** STUDY QUESTIONS **
• a. Answer each question using the passage on phylogenetic footprinting:
(i) Which mouse gene does the example use?
(ii) Besides transcriptional regulation, which two processes might conserved non-coding elements be involved in?
(iii) What is a simple module?
• b. In the passage on phylogenetic footprinting, print everything from "Orthologous sequences of" down to "dog and fugu.".
• c. Summarize the passage on phylogenetic footprinting in two sentences.

** PAGE TEXT **
-*-*-
Phylogenetic footprinting is
an in vogue technique to
discover Transcription Factor Binding Sites, TFBSs, in
eukaryotes.
Orthologous sequences of
different species are compared pairwise looking for peaks of similarity
in a certain region (window). In this example we have the gene
NM_022435, Sp5, of mouse compared with orthologous sequences in human,
dog and fugu.
Comparative studies have been very
effective at identifying
conserved non-coding elements (CNEs) that might have regulatory
functions; however CNEs may regulate a broad variety of biological
functions, not necessarily confined to transcriptional regulation. For
example, CNEs may be involved in the process of DNA replication or mRNA
splicing. So one of the main reasons of high false positive rate of
present TFBS discovery software is that they are mainly exploiting only
the Kimura rule: "functionally less important molecules or parts of
molecules evolve (in term of mutant substitutions) faster than more
important ones". They take into account only the alignment of sequences
and the percentage of conservation among them while there is extra
information which could be used as the modular structure of TFBSs.
Modular binding of proteins to a
regulatory region: they typically bind in a restricted region and then
act cooperatively to induce transcription activity. Two possible
scenarios are avilable: a single transcription factor which binds
repetitively to the same kind of binding sites (simple module) or
different transcription factors which bind to different binding sites
(complex module).
-*-*-
** EXERCISE DATA **
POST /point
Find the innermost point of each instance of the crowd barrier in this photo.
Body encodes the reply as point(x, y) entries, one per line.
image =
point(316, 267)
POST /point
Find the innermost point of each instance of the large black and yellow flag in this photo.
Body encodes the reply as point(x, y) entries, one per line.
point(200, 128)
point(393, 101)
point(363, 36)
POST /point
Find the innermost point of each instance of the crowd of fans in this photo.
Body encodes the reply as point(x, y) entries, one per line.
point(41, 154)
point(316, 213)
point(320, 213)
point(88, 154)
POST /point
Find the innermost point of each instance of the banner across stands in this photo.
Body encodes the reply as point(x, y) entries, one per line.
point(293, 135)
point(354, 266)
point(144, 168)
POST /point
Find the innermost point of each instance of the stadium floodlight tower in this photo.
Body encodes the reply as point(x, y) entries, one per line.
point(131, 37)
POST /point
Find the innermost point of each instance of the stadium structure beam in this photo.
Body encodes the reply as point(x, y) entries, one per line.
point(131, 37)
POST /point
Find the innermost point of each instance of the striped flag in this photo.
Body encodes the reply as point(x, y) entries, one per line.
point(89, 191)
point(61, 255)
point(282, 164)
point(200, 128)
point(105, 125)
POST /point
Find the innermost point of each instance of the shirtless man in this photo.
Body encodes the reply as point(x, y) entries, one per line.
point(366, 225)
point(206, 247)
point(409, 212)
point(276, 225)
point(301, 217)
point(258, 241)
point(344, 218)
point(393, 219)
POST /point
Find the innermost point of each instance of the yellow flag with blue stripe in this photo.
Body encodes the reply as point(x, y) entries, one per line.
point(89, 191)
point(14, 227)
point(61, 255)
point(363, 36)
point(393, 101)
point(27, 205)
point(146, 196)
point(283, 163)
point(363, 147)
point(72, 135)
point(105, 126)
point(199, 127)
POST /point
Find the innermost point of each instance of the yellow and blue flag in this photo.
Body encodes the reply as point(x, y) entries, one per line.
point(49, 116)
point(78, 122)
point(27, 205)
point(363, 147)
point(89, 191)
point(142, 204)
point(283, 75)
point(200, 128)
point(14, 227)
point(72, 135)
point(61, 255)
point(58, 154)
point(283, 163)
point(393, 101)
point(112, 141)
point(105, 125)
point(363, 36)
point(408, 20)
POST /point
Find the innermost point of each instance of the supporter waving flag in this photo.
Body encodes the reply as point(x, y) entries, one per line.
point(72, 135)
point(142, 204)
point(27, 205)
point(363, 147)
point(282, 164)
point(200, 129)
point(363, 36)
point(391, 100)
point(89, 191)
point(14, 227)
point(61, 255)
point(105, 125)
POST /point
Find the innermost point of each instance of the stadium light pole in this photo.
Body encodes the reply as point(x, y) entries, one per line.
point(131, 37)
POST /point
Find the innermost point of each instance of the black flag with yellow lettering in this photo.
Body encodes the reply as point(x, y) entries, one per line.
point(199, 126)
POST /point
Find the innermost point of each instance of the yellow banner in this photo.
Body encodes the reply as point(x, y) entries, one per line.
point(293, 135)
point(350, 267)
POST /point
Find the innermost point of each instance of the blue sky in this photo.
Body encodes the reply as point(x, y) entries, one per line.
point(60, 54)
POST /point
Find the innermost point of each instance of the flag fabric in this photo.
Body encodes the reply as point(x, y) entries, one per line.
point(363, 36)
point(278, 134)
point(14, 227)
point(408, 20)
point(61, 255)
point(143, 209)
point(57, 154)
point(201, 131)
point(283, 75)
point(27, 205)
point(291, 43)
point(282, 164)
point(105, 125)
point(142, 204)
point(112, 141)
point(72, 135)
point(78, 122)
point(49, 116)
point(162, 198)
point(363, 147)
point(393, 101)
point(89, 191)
-*-*-
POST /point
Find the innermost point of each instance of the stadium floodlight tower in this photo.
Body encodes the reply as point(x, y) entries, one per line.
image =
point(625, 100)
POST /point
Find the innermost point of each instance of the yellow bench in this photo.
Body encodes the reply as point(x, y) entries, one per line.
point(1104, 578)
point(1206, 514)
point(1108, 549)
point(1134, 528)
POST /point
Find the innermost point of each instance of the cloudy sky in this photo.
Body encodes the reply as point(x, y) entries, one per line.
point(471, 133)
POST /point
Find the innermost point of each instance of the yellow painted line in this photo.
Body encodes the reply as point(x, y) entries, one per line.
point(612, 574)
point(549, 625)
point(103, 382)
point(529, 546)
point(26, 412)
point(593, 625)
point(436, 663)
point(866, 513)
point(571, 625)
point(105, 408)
-*-*-
** ANSWERS IN ORDER **
• a.
(i) NM_022435, Sp5.
(ii) DNA replication and mRNA splicing.
(iii) A single transcription factor that binds repeatedly to the same kind of binding site.

• b.
Orthologous sequences of
different species are compared pairwise looking for peaks of similarity
in a certain region (window). In this example we have the gene
NM_022435, Sp5, of mouse compared with orthologous sequences in human,
dog and fugu.

• c. Phylogenetic footprinting compares orthologous sequences from different species pairwise to find peaks of similarity that may mark transcription factor binding sites in eukaryotes, as in the mouse Sp5 gene compared with human, dog and fugu. Current discovery software has a high false positive rate because it relies mainly on conservation, even though conserved non-coding elements may serve other functions, and it ignores extra information such as the modular structure of binding sites, where proteins bind in a restricted region and act cooperatively.